= EXERCISE INSTRUCTIONS =
Rewrite the lines below as a Markdown table with two columns, Row and Line, giving each line its own row number in order and leaving out any blank lines.

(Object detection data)
** Start **

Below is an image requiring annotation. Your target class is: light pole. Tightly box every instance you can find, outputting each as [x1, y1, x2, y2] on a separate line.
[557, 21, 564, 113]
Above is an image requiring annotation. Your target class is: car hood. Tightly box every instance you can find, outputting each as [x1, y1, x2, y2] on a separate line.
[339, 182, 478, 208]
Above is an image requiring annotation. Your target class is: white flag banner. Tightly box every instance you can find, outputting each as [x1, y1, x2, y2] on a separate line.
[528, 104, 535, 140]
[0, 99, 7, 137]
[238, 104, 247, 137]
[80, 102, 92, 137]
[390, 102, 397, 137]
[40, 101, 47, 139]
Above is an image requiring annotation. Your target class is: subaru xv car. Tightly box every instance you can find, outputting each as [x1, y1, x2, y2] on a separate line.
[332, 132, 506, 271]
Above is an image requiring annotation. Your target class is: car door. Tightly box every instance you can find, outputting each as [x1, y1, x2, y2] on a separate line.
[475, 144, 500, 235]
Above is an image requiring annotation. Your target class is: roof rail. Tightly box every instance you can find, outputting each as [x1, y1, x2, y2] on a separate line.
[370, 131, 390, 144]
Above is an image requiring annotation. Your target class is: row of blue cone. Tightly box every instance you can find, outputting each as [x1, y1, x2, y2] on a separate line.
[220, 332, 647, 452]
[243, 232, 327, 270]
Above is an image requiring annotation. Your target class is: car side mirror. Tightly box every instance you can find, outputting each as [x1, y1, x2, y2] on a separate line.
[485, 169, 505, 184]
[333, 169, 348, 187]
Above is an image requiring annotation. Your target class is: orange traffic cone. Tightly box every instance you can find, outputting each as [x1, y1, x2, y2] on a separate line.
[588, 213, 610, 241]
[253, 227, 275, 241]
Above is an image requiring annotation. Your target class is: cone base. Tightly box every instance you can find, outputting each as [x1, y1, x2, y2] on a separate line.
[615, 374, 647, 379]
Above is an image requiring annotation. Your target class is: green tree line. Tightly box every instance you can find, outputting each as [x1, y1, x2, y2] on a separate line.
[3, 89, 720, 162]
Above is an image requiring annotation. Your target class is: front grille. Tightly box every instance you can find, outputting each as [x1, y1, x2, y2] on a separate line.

** End **

= COMPLETED EXERCISE =
| Row | Line |
|---|---|
| 1 | Below is an image requiring annotation. Your target class is: light pole. Tightly box every instance you can find, outputting each as [x1, y1, x2, y2] on a separate line. |
| 2 | [557, 21, 564, 113] |
| 3 | Above is an image requiring annotation. Your target class is: car hood. Tightly box every instance you can find, outputting each as [x1, y1, x2, y2] on a separate line. |
| 4 | [339, 182, 478, 208] |
| 5 | Above is an image requiring annotation. Your target class is: white flag banner. Tightly box every instance you can find, outputting each as [x1, y1, x2, y2] on a separate line. |
| 6 | [528, 104, 535, 140] |
| 7 | [0, 99, 7, 137] |
| 8 | [238, 104, 247, 137] |
| 9 | [80, 102, 92, 137] |
| 10 | [390, 102, 397, 137] |
| 11 | [40, 101, 47, 139] |
| 12 | Above is an image requiring annotation. Your target class is: subaru xv car. Tightly box every instance you can find, outputting each as [x1, y1, x2, y2] on a separate line. |
| 13 | [332, 132, 506, 271] |
| 14 | Above is an image requiring annotation. Your target class is: car door. Tightly box every instance you can find, outputting each as [x1, y1, x2, y2] on a separate line. |
| 15 | [475, 144, 500, 235] |
| 16 | Above is an image requiring annotation. Your target class is: roof rail. Tightly box every instance you can find, outputting each as [x1, y1, x2, y2] on a separate line. |
| 17 | [370, 131, 390, 144] |
| 18 | Above is an image requiring annotation. Your target class is: row of blue cone. Tightly box every instance you can find, outputting each as [x1, y1, x2, y2] on a separate line. |
| 19 | [220, 332, 647, 452] |
| 20 | [243, 232, 327, 270] |
| 21 | Above is an image requiring annotation. Your target class is: car side mirror. Tightly box every instance you can find, outputting each as [x1, y1, x2, y2] on a separate line. |
| 22 | [485, 169, 505, 184] |
| 23 | [333, 169, 348, 187] |
| 24 | Above is an image requiring annotation. Your target class is: orange traffic cone. Tightly box every instance you can find, outputting each as [x1, y1, x2, y2] on a separate line. |
| 25 | [588, 213, 610, 241] |
| 26 | [253, 227, 275, 241] |
| 27 | Above is an image requiring annotation. Your target class is: cone base. Tightly box every instance you can find, outputting each as [x1, y1, x2, y2] on a separate line. |
| 28 | [615, 374, 647, 379] |
| 29 | Above is an image requiring annotation. Your target class is: green tree line. Tightly box every instance you can find, outputting each as [x1, y1, x2, y2] on a separate line. |
| 30 | [3, 89, 720, 162] |
| 31 | Above is an image requiring annotation. Your target class is: front grille. Tightly box every instance you can find, outputting each as [x1, y1, x2, y2] on a separate line. |